┌──

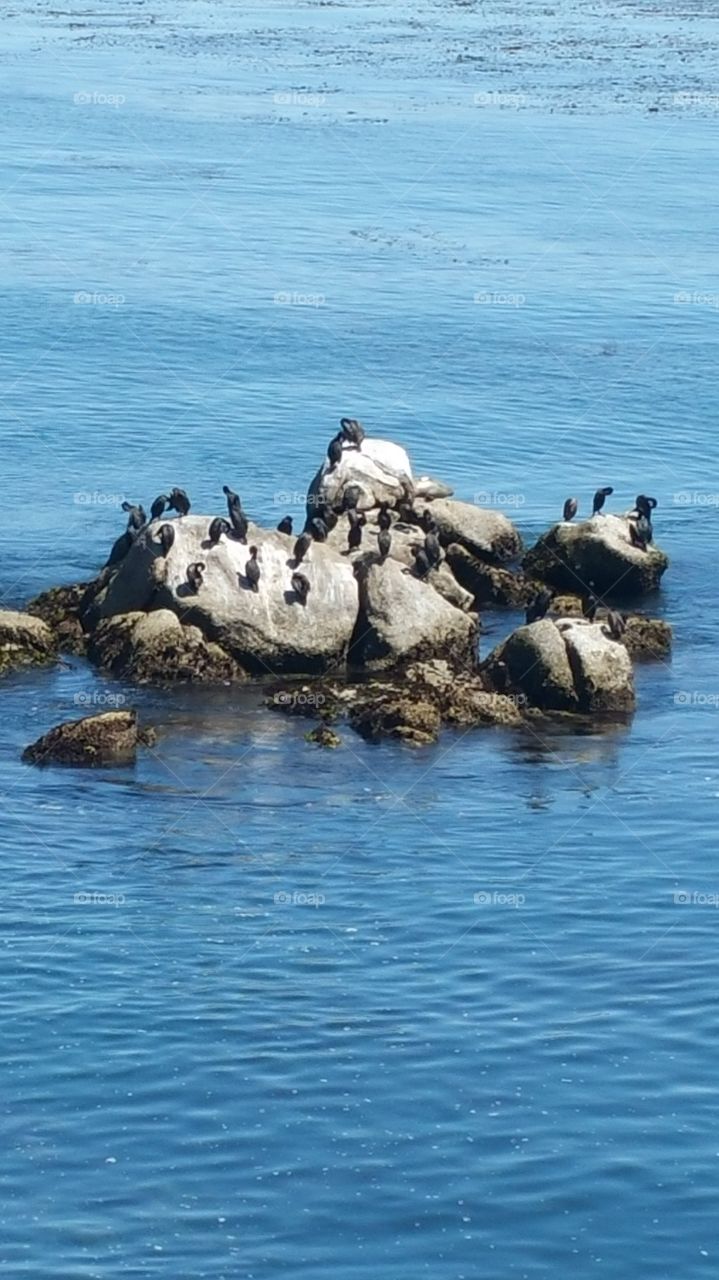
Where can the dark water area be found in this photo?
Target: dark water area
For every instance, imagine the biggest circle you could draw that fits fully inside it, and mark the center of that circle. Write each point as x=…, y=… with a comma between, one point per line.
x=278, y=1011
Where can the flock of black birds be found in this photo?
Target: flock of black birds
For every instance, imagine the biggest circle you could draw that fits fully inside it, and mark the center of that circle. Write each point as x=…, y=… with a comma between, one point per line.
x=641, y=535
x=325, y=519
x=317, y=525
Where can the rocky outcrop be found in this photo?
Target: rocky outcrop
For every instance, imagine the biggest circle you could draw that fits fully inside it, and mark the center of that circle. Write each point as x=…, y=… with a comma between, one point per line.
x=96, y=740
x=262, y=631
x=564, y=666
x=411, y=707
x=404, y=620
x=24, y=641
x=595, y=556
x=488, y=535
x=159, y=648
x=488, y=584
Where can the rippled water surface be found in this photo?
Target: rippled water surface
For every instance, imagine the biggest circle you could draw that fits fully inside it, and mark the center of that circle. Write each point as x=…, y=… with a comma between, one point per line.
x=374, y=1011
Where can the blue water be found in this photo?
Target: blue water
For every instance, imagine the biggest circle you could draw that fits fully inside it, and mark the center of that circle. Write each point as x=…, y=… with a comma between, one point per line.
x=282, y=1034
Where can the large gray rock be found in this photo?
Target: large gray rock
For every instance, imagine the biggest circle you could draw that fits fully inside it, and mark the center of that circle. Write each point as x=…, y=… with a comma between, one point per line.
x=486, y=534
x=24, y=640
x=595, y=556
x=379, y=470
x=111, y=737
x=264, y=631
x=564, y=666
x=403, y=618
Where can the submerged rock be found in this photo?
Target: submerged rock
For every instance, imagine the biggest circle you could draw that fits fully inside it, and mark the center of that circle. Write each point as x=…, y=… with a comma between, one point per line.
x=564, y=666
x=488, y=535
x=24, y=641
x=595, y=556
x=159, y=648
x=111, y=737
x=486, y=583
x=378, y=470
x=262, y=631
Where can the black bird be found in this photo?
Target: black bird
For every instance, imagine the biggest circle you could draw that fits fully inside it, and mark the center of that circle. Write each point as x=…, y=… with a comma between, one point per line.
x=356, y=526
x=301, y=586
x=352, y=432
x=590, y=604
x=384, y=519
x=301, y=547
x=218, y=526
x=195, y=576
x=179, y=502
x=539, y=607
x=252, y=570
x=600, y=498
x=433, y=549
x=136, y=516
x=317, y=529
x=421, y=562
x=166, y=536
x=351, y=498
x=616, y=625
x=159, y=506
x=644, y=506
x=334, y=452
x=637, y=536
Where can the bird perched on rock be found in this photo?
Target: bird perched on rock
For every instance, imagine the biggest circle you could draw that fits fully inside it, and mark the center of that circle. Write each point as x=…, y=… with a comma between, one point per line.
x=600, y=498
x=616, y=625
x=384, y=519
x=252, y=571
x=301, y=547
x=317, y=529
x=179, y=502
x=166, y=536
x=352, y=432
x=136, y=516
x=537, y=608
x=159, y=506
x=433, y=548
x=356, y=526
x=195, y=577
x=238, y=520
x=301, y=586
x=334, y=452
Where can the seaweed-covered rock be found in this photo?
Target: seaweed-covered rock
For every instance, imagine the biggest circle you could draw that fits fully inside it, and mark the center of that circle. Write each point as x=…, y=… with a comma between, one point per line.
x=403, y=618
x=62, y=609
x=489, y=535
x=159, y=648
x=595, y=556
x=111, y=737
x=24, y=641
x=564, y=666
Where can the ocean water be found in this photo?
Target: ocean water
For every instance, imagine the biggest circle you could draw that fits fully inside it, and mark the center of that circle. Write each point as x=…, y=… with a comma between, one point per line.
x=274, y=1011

└──

§ **Exercise task**
Render each line of the records above as a Markdown table with the columns "Row" and "Line", numbering the rows and skipping blank lines. Leave the pictures out of the table.

§ **Solution to this task**
| Row | Line |
|---|---|
| 1 | Where can the dark water area be found in this photo? |
| 2 | Target: dark water area |
| 3 | For every instance, imagine the biggest circle you could draw that fits fully inside it, and mark the center of that circle. Write each point as x=…, y=… with a comma between, one point per line. |
| 4 | x=278, y=1011 |
| 5 | Where can the flock of black birds be found in this photo? |
| 6 | Target: flock of black birds |
| 7 | For every instance, imagine the biggest circle you could draw that fits fully inside it, and mark the center of that circle. Write each point as x=…, y=… with a comma between, one point per line. |
| 8 | x=641, y=535 |
| 9 | x=325, y=519 |
| 10 | x=317, y=525 |
| 11 | Where can the rocky outcrop be found in this photo? |
| 12 | Target: rocky outcrop |
| 13 | For every instance, imagine the biggest circle you could draw that fits fully inside it, and mark the center of that circle. Write each point as x=…, y=… with a comma between, one point per line. |
| 14 | x=96, y=740 |
| 15 | x=262, y=631 |
| 16 | x=564, y=666 |
| 17 | x=411, y=707 |
| 18 | x=404, y=620 |
| 19 | x=24, y=641 |
| 20 | x=595, y=556 |
| 21 | x=488, y=535 |
| 22 | x=159, y=648 |
| 23 | x=488, y=584 |
| 24 | Where can the rippled water surface be found in this photo? |
| 25 | Target: rippled water surface |
| 26 | For every instance, imagine the biggest circle you could draw that fits fully inside it, and mark the center of that circle. Write each point as x=…, y=… with a comma between, one point per line. |
| 27 | x=374, y=1011 |
| 28 | Where can the blue water be found in this photo? |
| 29 | Target: blue water |
| 30 | For every instance, imagine the biggest circle you could draw that fits fully inside it, and mark the center of that circle. Write each point as x=…, y=… with a comma between, one point per line. |
| 31 | x=282, y=1034 |
| 32 | Where can the large gray rock be found in this photo? |
| 33 | Target: large gray rock |
| 34 | For every instance, imagine the biggest circle you could draw that fits fully inside it, and mark the center of that circle. Write each point as x=…, y=… with a comma between, one point per line. |
| 35 | x=486, y=534 |
| 36 | x=24, y=640 |
| 37 | x=595, y=556 |
| 38 | x=379, y=470 |
| 39 | x=111, y=737 |
| 40 | x=264, y=631 |
| 41 | x=564, y=666 |
| 42 | x=403, y=618 |
| 43 | Where can the submerged rock be found in this photo? |
| 44 | Target: submerged rock |
| 45 | For every instance, imagine the biggest circle you could draw that fits fully inside it, and mark the center of that circle. Write each point as x=…, y=… with a comma between, one point per line. |
| 46 | x=564, y=666 |
| 47 | x=488, y=535 |
| 48 | x=24, y=641 |
| 49 | x=595, y=556 |
| 50 | x=159, y=648 |
| 51 | x=111, y=737 |
| 52 | x=486, y=583 |
| 53 | x=378, y=470 |
| 54 | x=262, y=631 |
| 55 | Where can the black bird be found in this photo? |
| 56 | Target: black bird |
| 57 | For every instance, imagine the biggest circle you could draw that fits fully inside it, and mark the center of that circle. Write each point as x=…, y=… with a comma between, one point per line. |
| 58 | x=356, y=526 |
| 59 | x=301, y=586 |
| 60 | x=352, y=432 |
| 61 | x=590, y=604 |
| 62 | x=384, y=519 |
| 63 | x=301, y=547 |
| 64 | x=218, y=526 |
| 65 | x=195, y=576 |
| 66 | x=179, y=502 |
| 67 | x=539, y=607 |
| 68 | x=252, y=570 |
| 69 | x=600, y=498 |
| 70 | x=433, y=549 |
| 71 | x=136, y=516 |
| 72 | x=317, y=529 |
| 73 | x=421, y=562 |
| 74 | x=166, y=536 |
| 75 | x=351, y=498 |
| 76 | x=616, y=625 |
| 77 | x=159, y=506 |
| 78 | x=644, y=506 |
| 79 | x=334, y=452 |
| 80 | x=637, y=536 |
| 81 | Where can the bird perched on rock be found in this photo? |
| 82 | Target: bird perched on rock |
| 83 | For every instance, imagine the biggest circle you could draw that fits fully inside it, and mark the center of that circle. Write each point as x=…, y=… with a comma between, one point per line. |
| 84 | x=600, y=498 |
| 85 | x=616, y=625 |
| 86 | x=384, y=519 |
| 87 | x=252, y=571 |
| 88 | x=301, y=547 |
| 89 | x=317, y=529 |
| 90 | x=179, y=502 |
| 91 | x=166, y=536 |
| 92 | x=352, y=432 |
| 93 | x=136, y=516 |
| 94 | x=537, y=608 |
| 95 | x=159, y=506 |
| 96 | x=433, y=548 |
| 97 | x=356, y=526 |
| 98 | x=195, y=577 |
| 99 | x=238, y=520 |
| 100 | x=301, y=586 |
| 101 | x=334, y=452 |
| 102 | Where can the seaweed-covered rock be found in this photo? |
| 103 | Target: seaweed-covered rock |
| 104 | For every instance, imagine the biggest circle you could draw that fits fully inside it, and mark the center of that circle. Write each point as x=…, y=… with a comma between, one point per line. |
| 105 | x=403, y=618 |
| 106 | x=62, y=609 |
| 107 | x=489, y=535 |
| 108 | x=159, y=648 |
| 109 | x=595, y=556 |
| 110 | x=111, y=737 |
| 111 | x=24, y=641 |
| 112 | x=564, y=666 |
| 113 | Where can the ocean water be found in this photo? |
| 114 | Target: ocean water |
| 115 | For every instance, imagine the biggest circle you could draw that fits fully inside it, and mark the center of that circle. Write each point as x=…, y=… with a comma between, one point per line. |
| 116 | x=274, y=1011 |